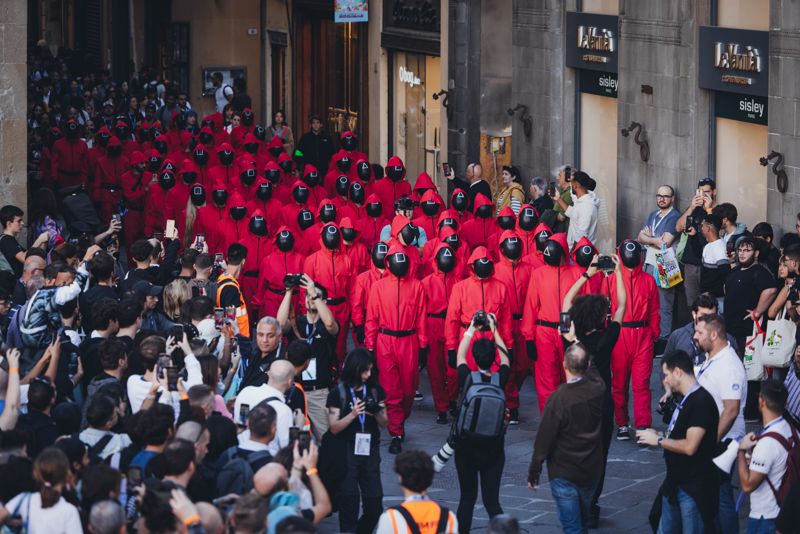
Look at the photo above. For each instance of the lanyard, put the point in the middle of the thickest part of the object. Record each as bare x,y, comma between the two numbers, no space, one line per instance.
363,417
678,409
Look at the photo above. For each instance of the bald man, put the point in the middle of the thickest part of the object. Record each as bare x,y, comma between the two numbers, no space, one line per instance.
280,380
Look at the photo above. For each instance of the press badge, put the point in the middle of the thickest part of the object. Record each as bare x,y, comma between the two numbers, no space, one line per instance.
363,442
310,374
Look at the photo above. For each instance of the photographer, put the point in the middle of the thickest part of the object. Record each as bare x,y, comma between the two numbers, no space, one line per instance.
484,457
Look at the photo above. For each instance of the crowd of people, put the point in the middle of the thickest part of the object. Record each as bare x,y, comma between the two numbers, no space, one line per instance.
213,325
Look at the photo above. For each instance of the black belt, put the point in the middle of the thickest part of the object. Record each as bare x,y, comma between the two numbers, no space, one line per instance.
635,324
397,333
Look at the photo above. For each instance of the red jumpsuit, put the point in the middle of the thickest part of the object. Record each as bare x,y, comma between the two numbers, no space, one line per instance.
516,276
548,287
632,357
444,379
473,294
395,330
333,270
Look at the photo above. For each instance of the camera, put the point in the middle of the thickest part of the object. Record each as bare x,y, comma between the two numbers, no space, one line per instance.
291,281
481,321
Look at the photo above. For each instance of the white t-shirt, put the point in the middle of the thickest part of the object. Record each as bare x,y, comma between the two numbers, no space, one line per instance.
769,457
61,517
252,395
723,376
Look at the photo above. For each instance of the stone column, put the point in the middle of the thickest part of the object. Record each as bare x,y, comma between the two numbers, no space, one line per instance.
13,103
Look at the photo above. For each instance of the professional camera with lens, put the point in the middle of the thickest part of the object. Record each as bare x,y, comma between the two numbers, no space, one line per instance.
481,321
292,280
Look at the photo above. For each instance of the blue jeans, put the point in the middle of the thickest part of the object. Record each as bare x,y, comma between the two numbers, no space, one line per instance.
573,504
760,526
680,518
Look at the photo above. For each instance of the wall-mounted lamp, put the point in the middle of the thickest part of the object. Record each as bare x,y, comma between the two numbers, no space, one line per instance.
524,117
644,146
777,169
445,102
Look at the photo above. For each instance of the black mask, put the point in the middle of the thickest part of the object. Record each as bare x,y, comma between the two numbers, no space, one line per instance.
541,240
630,254
528,219
305,219
429,208
409,233
484,212
349,234
363,171
398,264
459,202
342,185
258,226
511,248
445,260
226,157
327,213
379,251
200,157
167,180
300,194
349,143
344,164
264,191
238,212
248,177
331,237
483,268
198,195
285,241
395,173
552,253
356,193
219,197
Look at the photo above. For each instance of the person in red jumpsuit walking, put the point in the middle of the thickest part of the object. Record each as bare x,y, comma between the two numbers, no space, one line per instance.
438,287
396,331
632,357
331,268
516,276
548,286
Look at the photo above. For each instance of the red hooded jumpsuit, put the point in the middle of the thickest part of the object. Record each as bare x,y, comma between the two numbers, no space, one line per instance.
395,330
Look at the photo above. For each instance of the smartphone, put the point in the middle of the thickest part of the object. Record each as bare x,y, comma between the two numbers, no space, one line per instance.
219,317
564,322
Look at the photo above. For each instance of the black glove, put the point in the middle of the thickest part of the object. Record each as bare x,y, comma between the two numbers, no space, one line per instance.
451,358
530,348
359,330
423,358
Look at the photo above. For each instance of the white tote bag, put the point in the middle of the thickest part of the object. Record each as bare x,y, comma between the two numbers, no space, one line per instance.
779,342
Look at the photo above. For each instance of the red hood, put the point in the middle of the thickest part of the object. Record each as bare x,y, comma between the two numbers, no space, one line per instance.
424,182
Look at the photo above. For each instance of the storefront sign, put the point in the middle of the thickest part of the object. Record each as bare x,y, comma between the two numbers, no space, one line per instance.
599,83
734,60
350,11
592,41
745,108
412,26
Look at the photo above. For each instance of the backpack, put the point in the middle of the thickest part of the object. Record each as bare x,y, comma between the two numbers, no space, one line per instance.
792,474
236,474
483,409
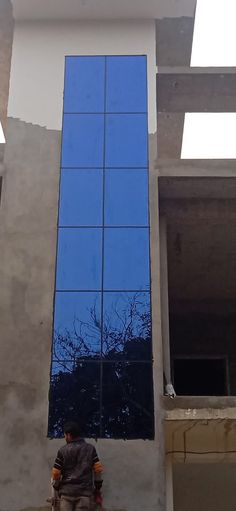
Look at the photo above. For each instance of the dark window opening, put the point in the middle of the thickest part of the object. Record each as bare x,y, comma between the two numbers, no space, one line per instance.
200,376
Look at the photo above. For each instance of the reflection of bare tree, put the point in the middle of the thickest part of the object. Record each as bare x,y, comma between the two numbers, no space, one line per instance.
130,321
127,384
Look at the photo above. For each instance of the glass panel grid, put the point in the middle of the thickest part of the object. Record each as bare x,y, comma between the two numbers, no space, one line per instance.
102,317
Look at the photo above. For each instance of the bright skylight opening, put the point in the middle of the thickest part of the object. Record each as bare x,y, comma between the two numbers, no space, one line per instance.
209,136
214,39
2,137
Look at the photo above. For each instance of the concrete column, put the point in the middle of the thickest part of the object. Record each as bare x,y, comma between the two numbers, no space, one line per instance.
169,485
165,300
159,443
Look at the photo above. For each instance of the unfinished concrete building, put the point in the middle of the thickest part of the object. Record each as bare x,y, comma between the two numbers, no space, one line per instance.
77,219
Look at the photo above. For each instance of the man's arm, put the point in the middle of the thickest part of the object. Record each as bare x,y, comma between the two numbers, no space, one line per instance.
97,471
57,470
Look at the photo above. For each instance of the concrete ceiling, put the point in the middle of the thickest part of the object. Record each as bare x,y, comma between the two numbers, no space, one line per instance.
101,9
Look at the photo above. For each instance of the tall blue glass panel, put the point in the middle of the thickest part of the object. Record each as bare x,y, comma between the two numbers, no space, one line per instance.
101,371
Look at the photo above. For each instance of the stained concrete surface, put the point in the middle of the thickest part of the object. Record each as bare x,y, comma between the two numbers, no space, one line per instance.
28,230
6,37
205,487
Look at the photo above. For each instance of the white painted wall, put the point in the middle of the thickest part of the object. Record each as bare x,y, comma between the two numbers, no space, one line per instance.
39,49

====

* [Exercise goal]:
Images in the records must not be repeated; everything else should be returned exactly.

* [Written answer]:
Look at the photo above. For each instance of the lanyard, put the point in the middle of the thickest part of the object. Record each as bare x,y, comma between the two numbers, no space, one line per instance.
363,417
678,409
Look at the photo above. For each instance of the bald man, put the point in the middle of the thickest part of the object. Record each as bare x,y, comma between the two numbers, no space, one line per instance.
280,380
Look at the photo above. For each instance of the press badge, put the point in the middle of the thickest part of the object. Record each as bare x,y, comma between the two numbers, no space, one line per instance.
363,442
310,374
Look at the photo above. For each instance of the photographer, put the point in the middle of the thickest part of the object. Record each as bare x,y, comma between the two numbers, no space, one line per instance.
484,457
Look at the photo above. For each instance of the crowd of people, put the point in the middle of the thickest part of the object. Record each as bare x,y, comma between the two numbers, no space, one line per instance.
213,325
Look at the photo above. For each instance of the black belt, put the point in the middle of the thickest part of the object. Record each as bare x,y, comma between the two numbers, no space, one line per instance.
635,324
397,333
Look at the photo above. For each instance of the red jumpsuit, put the point in the middle of the thickest part of the object. Record each as bare x,y, comma between the two numbers, no space, one line per instance.
516,276
548,287
632,357
444,379
473,294
395,330
333,270
Look at the photo above. For each instance of the camera, put the point in the middle of the thickest part of the object. Record each as bare x,y, comma between the two numbers, no space, one line per instance.
291,281
481,321
Look at the photo above. For each instance of the white t-shirt, put the point in the middle of the thickest part of the object. Record each as bare x,y, comma between the two numbers, no space, one line per instance.
769,457
61,517
252,395
723,376
Look at the photo above. For each instance of the stone column, put the point in the middle of the thickest part of the object. Record each as bare x,y, comma between the two numbers, no space, one line per instance.
13,103
Look at the photo above. For each instance of the professional camera with lens, put the point in the middle of the thickest part of the object. Record each as bare x,y, comma between the two numbers, no space, one line per instance.
481,321
292,280
Look at the photo above. For each instance of the blue jeans, put the point in the middle of the thickest part of the object. Record each as bare x,y, comma between the two numbers, no space, one line per instance.
573,504
760,526
680,518
Look at the photo above. For each instance of the wall-mounted lamp, put the point in the middle of the thickest part of the object. Record each as bare x,y, comma between the two numbers, no space, one line per instance.
524,117
644,146
777,169
445,102
Look at the photo above. For each instance of the black mask, put the point in the middle of the thickest part of the object. Record each as bare x,y, comma between the two numbers, no space, one line per instance.
541,240
630,254
528,219
305,219
429,208
409,233
484,212
349,234
363,171
398,264
459,202
342,185
258,226
511,248
445,260
226,157
327,213
379,251
200,157
167,180
300,194
349,143
344,164
264,191
238,212
248,177
331,237
483,268
198,195
285,241
395,173
552,253
356,193
219,197
Look at the photo above. For each instance of the person in red jumpsuit walking, put the point in the middle of the thickest part of the object. Record each as bare x,y, comma between the two numbers, no space, one line per instance.
438,287
396,331
632,357
331,268
516,276
548,286
Look at the photo above. For each instance of the red hooded jumpsuit, put the point in the middle of the thickest part of the object. Record each as bare x,y, comma between the two numbers, no space, one line per instance.
395,330
Look at the photo above. For each instance of the smartphone, put the point in the middle of the thickest part of the object. Record each as bare x,y, comma between the two numbers, no space, one line per instance.
219,317
564,322
Look at the photo above. For each instance of the black glove, put the point in the middle of the thickest part of the object. Record each as bare x,y, comma between the two numbers, no space, one line per instance.
451,358
530,348
359,330
423,358
Look at the photo above. For each instance of the white tote bag, put the point in the middle of the thickest part of the object. Record each as bare x,y, comma between the two numbers, no space, one line per instance.
779,342
Look at the photo above. For each instance of the red hood, put the point in the middle of the thickest part of the object. Record each as bare x,y, comma between the two numbers, no space, one line per instance.
424,182
Look at the photo above. For each instance of the storefront sign, put the point in the middle of the thickest part of the object. Record each as bare x,y, comma between the two numbers, no space, one line per instance.
599,83
734,60
350,11
592,41
745,108
412,26
Look at the photo above. For each instance of the backpack, put the point in the middle of the thickest part of the object. Record each as bare x,y, comma between the two numbers, no space, one line per instance.
792,474
236,474
483,409
Look at the photo above. For each instance of the dark window opening, put the point in the middle of the thickest part of the object. Record each as bare x,y, comma between the two numbers, no space, one line per instance.
200,376
Look at the photo above. For each instance of the reflection of bare tree, put the point in the middle of the thickest part of the object. Record each as bare x,y, comma between the two numbers, no space, one line per instance.
130,321
127,384
Look at the photo above. For each instance of the glass panel grid, put the point in the middle of the thickest part of the object. Record each as bare x,y, comma between the two numbers, no space, one line per instance.
102,317
Look at the photo above. For each instance of the bright skylight opening, put the point in the middle of the thickest part of the object. Record each as bare x,y, comma between the two numbers, no space, one line per instance.
209,136
214,39
2,137
Look at the photo above. For each instance of the concrete column, put the point in the middle of the thickest part of the object. Record each as bare x,y, comma between the two numbers, no space, one line per instance.
169,485
165,300
159,443
Look at the photo above. For each instance of the unfinished concrete building, put the point in the middle of the thickest part of the object. Record each as bare x,y, comma between the two numbers, no space, one line per instance.
77,219
Look at the photo above. For each instance of the man's arm, put the point in the middle of the thickest part of the object. Record each as bare x,y, comma between the two numbers, no space, one line per instance.
97,471
57,470
Look at the photo above. For each instance of the concrete ceiling, put the point in the middle of the thickest part of the object. Record each as bare x,y, comma between the two numbers, no space, one line per instance.
101,9
Look at the photo above. For each instance of the tall blue glass panel, put the point in the middle of the thickest part of the object. Record each as bare x,y, comma between the two numbers, no space, one line per instance.
101,371
Look at the photo above. For each instance of the stained concrete surface, put the point in the middle of the thickest part of the object. Record each as bare x,y, comma between the two numbers, no space, one line per instance.
28,230
6,37
205,487
Look at the photo above. For each instance of the white painted wall, put the point in the middle of the thickest part of the object. Record each as bare x,y, comma between the two numbers, no space, one line per instance.
39,49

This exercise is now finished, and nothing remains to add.